Segment Start: PROVIDED RECORDS

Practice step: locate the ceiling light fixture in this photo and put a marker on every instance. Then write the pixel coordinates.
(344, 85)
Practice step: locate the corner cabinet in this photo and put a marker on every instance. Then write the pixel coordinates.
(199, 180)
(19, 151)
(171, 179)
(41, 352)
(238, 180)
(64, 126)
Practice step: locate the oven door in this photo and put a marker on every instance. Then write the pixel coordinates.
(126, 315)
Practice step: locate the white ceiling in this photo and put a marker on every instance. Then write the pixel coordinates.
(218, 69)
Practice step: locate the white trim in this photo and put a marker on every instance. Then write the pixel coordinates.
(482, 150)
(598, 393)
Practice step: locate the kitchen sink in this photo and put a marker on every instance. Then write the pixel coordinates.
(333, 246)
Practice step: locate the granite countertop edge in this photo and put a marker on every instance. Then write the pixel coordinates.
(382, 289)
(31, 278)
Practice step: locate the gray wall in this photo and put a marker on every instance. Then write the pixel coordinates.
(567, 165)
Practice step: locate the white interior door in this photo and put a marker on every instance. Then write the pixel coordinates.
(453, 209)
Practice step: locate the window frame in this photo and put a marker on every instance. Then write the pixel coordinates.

Segment End: PROVIDED RECORDS
Segment Start: PROVIDED RECORDS

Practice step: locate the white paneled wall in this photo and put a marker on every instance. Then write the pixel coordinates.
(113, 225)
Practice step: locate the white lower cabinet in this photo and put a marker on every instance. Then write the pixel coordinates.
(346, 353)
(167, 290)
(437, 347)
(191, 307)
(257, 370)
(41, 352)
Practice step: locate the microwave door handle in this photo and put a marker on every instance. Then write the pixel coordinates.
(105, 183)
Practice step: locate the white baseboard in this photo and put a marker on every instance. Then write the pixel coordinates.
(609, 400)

Segment End: PROVIDED RECORDS

PROBLEM TO WORK ON:
Return only the part of the records above that opens with the line containing "Practice step: locate the ceiling" and closes with the line containing "Practice step: locate the window", ends included.

SOLUTION TO THIS EXERCISE:
Practice step: locate the ceiling light fixture in this photo and put a marker on every instance. Then write the pixel coordinates.
(344, 85)
Practice step: locate the corner cabinet in this photo and put a marker on every instance. Then write the pixel coordinates.
(199, 180)
(19, 151)
(171, 179)
(41, 352)
(238, 180)
(64, 126)
Practice step: locate the oven door in this photo and put a marker on every instance. Then write the pixel coordinates.
(126, 315)
Practice step: locate the white ceiling in this photo and put a marker on every instance. Then write the pixel coordinates.
(218, 69)
Practice step: locate the white trim in this photo and put a marker on every instance. Then write the pixel coordinates.
(482, 150)
(598, 393)
Practice step: locate the kitchen sink in this photo and put a marker on every instance. Then write the pixel coordinates.
(333, 246)
Practice step: locate the granite countertop edge in this photo and put a marker on every instance. Then write the pixel coordinates.
(382, 289)
(31, 278)
Practice step: locate the gray wall in this photo and put a marker on every instance. Then write the pixel coordinates.
(567, 165)
Practice step: locate the white interior door in this photo and put a marker on every instance. Then write the pixel coordinates.
(453, 209)
Practice step: locate the window frame in this photo and put a marker on every instance. Then write the pixel coordinates.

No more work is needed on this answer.